• _Requests_
#1 Write out the passage on faith below word for word, starting at "-Karl Barth; Dogmatics" and ending at "something to say.".
#2 Answer these questions using the passage on faith below:
(a) What author and work is the quotation attributed to?
(b) According to the quotation, how much faith is enough for the devil to have lost his game?
(c) What did the writer's parents joke was the difficult part of raising the writer?

“A man who believes believes once for all. Don’t be afraid; regard even that as an invitation. One may, of course, be confused and one may doubt; but whoever once believes…may take comfort of the fact that he is being upheld. Everyone who has to contend with unbelief should be advised that he ought not to take his own unbelief too seriously. Only faith is to be taken seriously; and if we have faith as a grain of mustard seed, that suffices for the devil to have lost his game.”
“Everyone who has to contend with unbelief should be advised that he ought not to take his own unbelief too seriously. Only faith is to be taken seriously; and if we have faith as a grain of mustard seed, that suffices for the devil to have lost his game.”
-Karl Barth; Dogmatics In Outline
I have always wished I were a quieter person, the type of presence that slips into a room and is often unnoticed by others within. My parents used to joke that the difficult part in raising me was not teaching me to speak so much as getting me to shut up. And then I had to go and start a blog.
So this may come as somewhat of a surprise, but I don’t always have something to say.

• _Excerpted records_

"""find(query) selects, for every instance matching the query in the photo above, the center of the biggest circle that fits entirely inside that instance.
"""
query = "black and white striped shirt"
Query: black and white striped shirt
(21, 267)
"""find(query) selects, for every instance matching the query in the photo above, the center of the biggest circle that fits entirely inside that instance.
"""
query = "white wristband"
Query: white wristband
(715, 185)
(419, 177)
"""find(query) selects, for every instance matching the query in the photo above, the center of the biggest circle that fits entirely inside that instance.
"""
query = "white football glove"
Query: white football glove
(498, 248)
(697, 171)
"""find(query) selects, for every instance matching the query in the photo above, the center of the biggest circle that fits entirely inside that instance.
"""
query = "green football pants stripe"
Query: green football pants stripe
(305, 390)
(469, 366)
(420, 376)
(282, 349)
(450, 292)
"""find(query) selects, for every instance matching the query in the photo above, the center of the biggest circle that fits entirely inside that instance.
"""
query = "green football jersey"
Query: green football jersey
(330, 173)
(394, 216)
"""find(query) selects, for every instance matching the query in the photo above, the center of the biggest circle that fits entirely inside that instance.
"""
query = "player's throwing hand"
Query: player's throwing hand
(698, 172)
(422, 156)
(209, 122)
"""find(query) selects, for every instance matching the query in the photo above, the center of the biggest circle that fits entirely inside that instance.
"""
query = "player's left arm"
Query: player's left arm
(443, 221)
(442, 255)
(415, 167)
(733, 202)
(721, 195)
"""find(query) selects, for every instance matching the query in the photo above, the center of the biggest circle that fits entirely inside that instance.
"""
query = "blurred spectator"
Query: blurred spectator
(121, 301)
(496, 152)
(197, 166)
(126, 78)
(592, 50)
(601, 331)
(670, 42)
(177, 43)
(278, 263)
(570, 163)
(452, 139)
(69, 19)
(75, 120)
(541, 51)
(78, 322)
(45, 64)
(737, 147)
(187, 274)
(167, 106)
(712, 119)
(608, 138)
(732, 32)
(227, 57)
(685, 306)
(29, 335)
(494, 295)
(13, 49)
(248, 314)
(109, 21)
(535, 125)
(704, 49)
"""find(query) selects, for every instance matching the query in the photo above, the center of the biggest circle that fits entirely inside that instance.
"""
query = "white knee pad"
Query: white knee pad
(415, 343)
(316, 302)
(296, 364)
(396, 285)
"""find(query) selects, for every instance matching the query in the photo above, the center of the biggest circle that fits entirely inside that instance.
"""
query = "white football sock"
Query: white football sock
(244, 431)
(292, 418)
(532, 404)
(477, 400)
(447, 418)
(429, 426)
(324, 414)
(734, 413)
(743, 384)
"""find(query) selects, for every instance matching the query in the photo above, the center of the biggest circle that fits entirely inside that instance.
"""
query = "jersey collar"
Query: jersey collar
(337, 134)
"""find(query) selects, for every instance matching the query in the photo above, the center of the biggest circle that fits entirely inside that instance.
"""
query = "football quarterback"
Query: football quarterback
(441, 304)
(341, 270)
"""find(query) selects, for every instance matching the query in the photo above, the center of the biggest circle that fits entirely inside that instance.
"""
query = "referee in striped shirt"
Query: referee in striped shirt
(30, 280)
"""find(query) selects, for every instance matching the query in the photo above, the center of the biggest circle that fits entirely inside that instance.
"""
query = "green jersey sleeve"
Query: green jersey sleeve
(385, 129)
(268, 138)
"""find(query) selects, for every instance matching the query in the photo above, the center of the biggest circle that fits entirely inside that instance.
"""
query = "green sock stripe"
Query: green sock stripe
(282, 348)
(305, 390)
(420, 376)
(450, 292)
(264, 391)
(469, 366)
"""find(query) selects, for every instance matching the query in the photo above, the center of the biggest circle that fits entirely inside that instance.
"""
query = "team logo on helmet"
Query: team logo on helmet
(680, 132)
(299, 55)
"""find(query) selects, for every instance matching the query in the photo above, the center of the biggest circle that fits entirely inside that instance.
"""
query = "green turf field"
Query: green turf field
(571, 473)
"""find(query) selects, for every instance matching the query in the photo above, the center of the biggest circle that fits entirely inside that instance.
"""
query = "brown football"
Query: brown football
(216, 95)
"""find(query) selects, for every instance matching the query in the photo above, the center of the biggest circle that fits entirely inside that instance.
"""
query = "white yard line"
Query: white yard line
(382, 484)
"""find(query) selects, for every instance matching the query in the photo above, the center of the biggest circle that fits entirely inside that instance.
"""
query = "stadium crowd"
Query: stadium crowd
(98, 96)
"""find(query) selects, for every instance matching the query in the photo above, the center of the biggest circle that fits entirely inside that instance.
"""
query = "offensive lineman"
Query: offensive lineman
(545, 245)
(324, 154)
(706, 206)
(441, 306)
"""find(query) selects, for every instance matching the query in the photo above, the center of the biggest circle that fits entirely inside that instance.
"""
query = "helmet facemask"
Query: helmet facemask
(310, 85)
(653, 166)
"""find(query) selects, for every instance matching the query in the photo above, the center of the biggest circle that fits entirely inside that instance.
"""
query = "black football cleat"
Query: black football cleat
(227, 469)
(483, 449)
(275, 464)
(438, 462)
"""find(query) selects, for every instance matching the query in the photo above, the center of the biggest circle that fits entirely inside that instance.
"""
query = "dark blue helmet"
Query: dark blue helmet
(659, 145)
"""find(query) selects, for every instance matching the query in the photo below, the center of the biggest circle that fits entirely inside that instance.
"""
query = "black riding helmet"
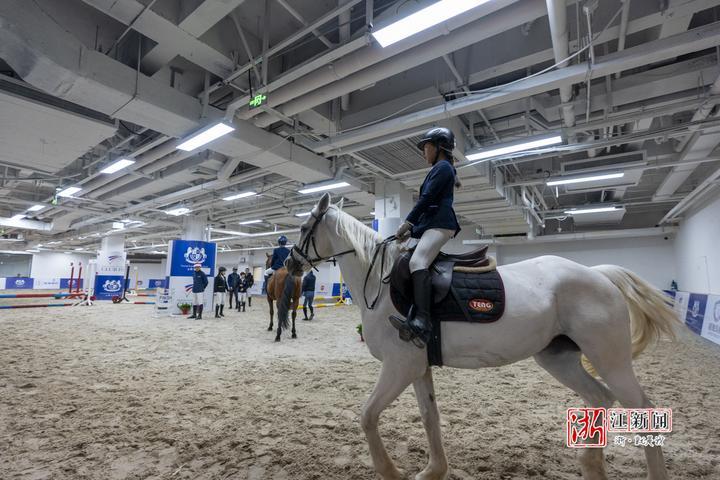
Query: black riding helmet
(441, 137)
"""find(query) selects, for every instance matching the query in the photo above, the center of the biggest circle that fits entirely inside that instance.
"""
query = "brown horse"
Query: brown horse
(280, 281)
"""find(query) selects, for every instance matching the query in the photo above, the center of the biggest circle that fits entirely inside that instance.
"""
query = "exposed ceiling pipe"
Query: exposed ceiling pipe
(374, 63)
(557, 15)
(707, 186)
(624, 19)
(344, 32)
(693, 40)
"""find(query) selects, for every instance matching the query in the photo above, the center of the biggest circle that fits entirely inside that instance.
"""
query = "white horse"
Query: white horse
(556, 311)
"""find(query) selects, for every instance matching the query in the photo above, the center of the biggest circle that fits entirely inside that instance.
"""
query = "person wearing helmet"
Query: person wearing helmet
(433, 222)
(220, 290)
(279, 255)
(199, 285)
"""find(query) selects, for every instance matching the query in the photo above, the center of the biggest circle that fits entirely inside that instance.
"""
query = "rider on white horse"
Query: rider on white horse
(433, 222)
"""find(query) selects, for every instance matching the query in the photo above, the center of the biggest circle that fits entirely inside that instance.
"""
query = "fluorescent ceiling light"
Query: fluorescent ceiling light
(580, 211)
(424, 19)
(69, 192)
(178, 211)
(205, 136)
(117, 166)
(322, 188)
(520, 147)
(591, 178)
(239, 195)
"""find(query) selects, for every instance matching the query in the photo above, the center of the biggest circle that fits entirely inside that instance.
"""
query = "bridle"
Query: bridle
(304, 249)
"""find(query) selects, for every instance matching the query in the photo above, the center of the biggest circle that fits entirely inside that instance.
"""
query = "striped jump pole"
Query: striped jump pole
(3, 307)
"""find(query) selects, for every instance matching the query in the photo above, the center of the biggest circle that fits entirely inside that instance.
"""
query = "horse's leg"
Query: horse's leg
(615, 366)
(437, 468)
(295, 303)
(562, 360)
(393, 380)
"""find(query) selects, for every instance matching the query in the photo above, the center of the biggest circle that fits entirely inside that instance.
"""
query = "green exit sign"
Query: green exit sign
(257, 100)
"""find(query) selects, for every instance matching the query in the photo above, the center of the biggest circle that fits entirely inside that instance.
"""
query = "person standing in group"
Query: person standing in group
(220, 290)
(308, 291)
(199, 285)
(233, 283)
(243, 287)
(250, 282)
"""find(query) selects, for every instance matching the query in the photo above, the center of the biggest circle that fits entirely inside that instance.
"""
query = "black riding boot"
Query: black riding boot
(419, 327)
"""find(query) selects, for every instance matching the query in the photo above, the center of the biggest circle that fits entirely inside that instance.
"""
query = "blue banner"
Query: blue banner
(156, 283)
(18, 283)
(65, 283)
(186, 253)
(696, 312)
(108, 286)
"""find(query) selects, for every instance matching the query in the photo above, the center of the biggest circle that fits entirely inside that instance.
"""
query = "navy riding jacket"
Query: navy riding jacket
(279, 256)
(309, 283)
(233, 281)
(199, 281)
(434, 207)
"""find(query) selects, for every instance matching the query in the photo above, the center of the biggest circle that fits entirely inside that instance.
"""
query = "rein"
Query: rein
(382, 246)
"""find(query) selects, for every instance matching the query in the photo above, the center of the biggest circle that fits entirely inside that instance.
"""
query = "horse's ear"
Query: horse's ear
(324, 203)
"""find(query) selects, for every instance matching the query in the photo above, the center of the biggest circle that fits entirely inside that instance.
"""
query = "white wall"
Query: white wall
(698, 249)
(57, 265)
(651, 257)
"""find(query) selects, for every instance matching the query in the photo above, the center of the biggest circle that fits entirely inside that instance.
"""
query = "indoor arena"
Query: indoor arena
(359, 239)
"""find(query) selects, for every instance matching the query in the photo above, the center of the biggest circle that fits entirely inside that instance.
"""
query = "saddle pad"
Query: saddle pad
(482, 296)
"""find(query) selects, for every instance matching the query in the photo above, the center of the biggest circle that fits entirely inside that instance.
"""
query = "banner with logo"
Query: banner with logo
(696, 312)
(186, 253)
(711, 323)
(156, 283)
(108, 286)
(46, 284)
(182, 255)
(18, 283)
(65, 283)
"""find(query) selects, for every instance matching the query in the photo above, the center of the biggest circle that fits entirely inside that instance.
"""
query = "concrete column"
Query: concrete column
(195, 228)
(393, 202)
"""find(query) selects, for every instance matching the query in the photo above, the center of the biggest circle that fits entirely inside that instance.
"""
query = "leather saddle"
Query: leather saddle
(466, 288)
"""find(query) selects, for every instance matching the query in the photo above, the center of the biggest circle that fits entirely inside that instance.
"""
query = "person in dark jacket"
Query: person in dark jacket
(233, 282)
(199, 285)
(243, 287)
(220, 290)
(308, 291)
(250, 281)
(433, 222)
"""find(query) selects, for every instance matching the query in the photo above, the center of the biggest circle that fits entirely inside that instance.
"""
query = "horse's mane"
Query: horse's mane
(363, 239)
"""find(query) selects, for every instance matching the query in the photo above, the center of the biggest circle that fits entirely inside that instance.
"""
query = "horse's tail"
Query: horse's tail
(651, 312)
(285, 301)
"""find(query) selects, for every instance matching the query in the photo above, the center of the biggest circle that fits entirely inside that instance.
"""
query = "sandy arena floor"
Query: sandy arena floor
(109, 392)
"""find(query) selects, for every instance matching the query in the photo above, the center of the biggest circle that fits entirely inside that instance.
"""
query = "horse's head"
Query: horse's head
(316, 238)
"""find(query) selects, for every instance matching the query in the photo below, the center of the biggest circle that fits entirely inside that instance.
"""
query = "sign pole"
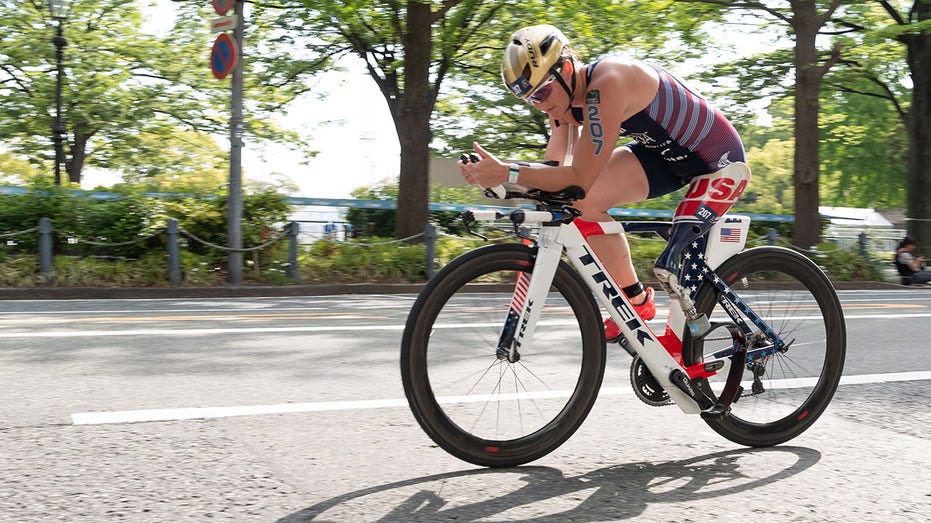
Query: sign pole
(234, 203)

• _Solutions to the tasks_
#1
-Karl Barth; Dogmatics In Outline
I have always wished I were a quieter person, the type of presence that slips into a room and is often unnoticed by others within. My parents used to joke that the difficult part in raising me was not teaching me to speak so much as getting me to shut up. And then I had to go and start a blog.
So this may come as somewhat of a surprise, but I don’t always have something to say.

#2
(a) Karl Barth, Dogmatics In Outline.
(b) Faith as a grain of mustard seed.
(c) Getting the writer to shut up, rather than teaching the writer to speak.